---------- Data to use ----------

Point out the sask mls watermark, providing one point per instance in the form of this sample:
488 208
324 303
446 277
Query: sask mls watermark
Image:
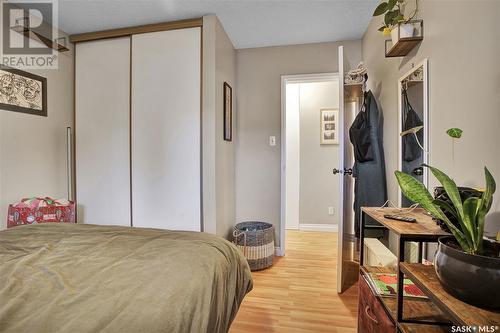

----------

Your objective. Write out the full listing verbatim, excluding its pictures.

Result of the exercise.
Point out the sask mls watermark, providing one point per instance in the form of this sample:
488 208
324 303
446 277
Query: sask mls watermark
Image:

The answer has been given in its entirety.